Reputation: 81
My data is like:
id | val
----------------
a1 | 10
a1 | 20
a2 | 5
a2 | 7
a2 | 2
I am trying to delete row that has MAX(val) in the group if I group on "id".
Result should be like:
id | val
----------------
a1 | 10
a2 | 5
a2 | 2
I am using SPARK DataFrame and SQLContext. I need some way like:
DataFrame df = sqlContext.sql("SELECT * FROM jsontable WHERE (id, val) NOT IN (SELECT is,MAX(val) from jsontable GROUP BY id)");
How can I do that?
Upvotes: 7
Views: 2210
Reputation: 81
Below is the Java implementation of Mario's scala code:
DataFrame df = sqlContext.read().json(input);
DataFrame dfMaxRaw = df.groupBy("id").max("val");
DataFrame dfMax = dfMaxRaw.select(
dfMaxRaw.col("id").as("max_id"), dfMaxRaw.col("max(val)").as("max_val")
);
DataFrame combineMaxWithData = df.join(dfMax, df.col("id")

# # # # # # #

Task details =>
Decide whether each statement agrees with the Spark thread above, answering yes or no and quoting the words from the thread that settle it. (a) The asker works with a Spark DataFrame and SQLContext. (b) The goal is to remove the row holding the smallest val in each id group. (c) The code in the reply is a Java version of code first written in Python.

Provided material =>
# # # # # # #

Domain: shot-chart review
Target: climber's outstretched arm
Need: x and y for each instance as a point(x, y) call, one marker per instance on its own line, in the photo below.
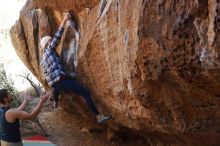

# # # # # # #

Result of the exercise =>
(a) Yes: "I am using SPARK DataFrame and SQLContext."
(b) No: "I am trying to delete row that has MAX(val) in the group"
(c) No: "Below is the Java implementation of Mario's scala code"